▶ En qué consiste: Edita el texto sobre García Márquez y el FBI: reprodúcelo entre "Historias policiales de" y "Gabriel García Márquez.", ambos incluidos, y cambia "curioso" por "llamativo".

▶ Fragmento extraído:
Historias policiales de escritores al margen de la
literatura. Esta semana publicó el Washington
Post, en su sección de “Libros”, un curioso reportaje sobre el espionaje al
que el FBI sometió al escritor colombiano García Márquez durante 24 años. El
título del artículo es menos ocurrente que gracioso: haciendo un juego de
palabras con el título El amor en los
tiempos del cólera, el periodista Joe Stephens tituló Love in the time of surveillance: FBI agents tracked Gabriel García Márquez.
Y se basa en las fuentes directas que el FBI ha desclasificado, a petición del Washington Post: 137 páginas de un
archivo en el que se mantienen por lo pronto sin desclasificar otras 133.
J. Edgar
Hoover, el implacable director del FBI entre 1935 y 1972, encargó personalmente
la supervisión discreta del escritor colombiano, como de tantos otros
intelectuales o artistas sospechosos de comunismo o pro-comunismo. La historia
tiene mucho menos de novelesco que de interés puramente periodístico, como
tanto le habría gustado a Gabo, por otra parte. En los primeros meses de 1961,
García Márquez, que ya era un reconocido periodista en Colombia, pero aún un
incipiente novelista al que pocos conocían, había vuelto de Europa y se instaló
en Nueva York para trabajar como corresponsal de una nueva agencia de noticias
cubana: Prensa Latina.
Apenas dos años
después del triunfo de la Revolución cubana, habría sido raro que no
investigaran a un periodista que trabajaba para una agencia del enemigo
comunista. García Márquez, con 33 años, llegó a Nueva York con su mujer,
Mercedes Barcha, y con su hijo Rodrigo, de apenas dos años. Los papeles del FBI
revelan que se instalaron en un hotel de Manhattan, por el que pagaron 200$
mensuales, y que apenas recibieron visitas. Esto y todo lo que llena los
informes es puro chisme, pues tampoco está claro por qué siguieron espiando al
escritor durante 24 años, hasta 1985.

▶ Datos proporcionados:
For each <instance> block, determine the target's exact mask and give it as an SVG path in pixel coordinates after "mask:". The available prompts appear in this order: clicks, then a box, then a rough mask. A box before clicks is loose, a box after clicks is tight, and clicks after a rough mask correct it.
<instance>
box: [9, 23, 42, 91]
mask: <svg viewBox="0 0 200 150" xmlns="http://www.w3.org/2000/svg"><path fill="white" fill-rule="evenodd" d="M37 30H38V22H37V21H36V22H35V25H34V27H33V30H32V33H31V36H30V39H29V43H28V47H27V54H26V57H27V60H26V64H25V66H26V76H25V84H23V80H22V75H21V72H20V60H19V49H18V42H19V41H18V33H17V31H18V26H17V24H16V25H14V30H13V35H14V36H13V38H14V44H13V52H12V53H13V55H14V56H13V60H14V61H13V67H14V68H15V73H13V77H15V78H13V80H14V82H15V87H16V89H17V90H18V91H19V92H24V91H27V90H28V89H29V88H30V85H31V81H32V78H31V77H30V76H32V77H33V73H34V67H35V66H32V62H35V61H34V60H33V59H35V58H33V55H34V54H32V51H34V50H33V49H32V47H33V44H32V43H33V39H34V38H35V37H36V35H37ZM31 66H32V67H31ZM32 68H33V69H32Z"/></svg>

▶ Resultado de la tarea:
Historias policiales de escritores al margen de la
literatura. Esta semana publicó el Washington
Post, en su sección de “Libros”, un llamativo reportaje sobre el espionaje al
que el FBI sometió al escritor colombiano García Márquez durante 24 años. El
título del artículo es menos ocurrente que gracioso: haciendo un juego de
palabras con el título El amor en los
tiempos del cólera, el periodista Joe Stephens tituló Love in the time of surveillance: FBI agents tracked Gabriel García Márquez.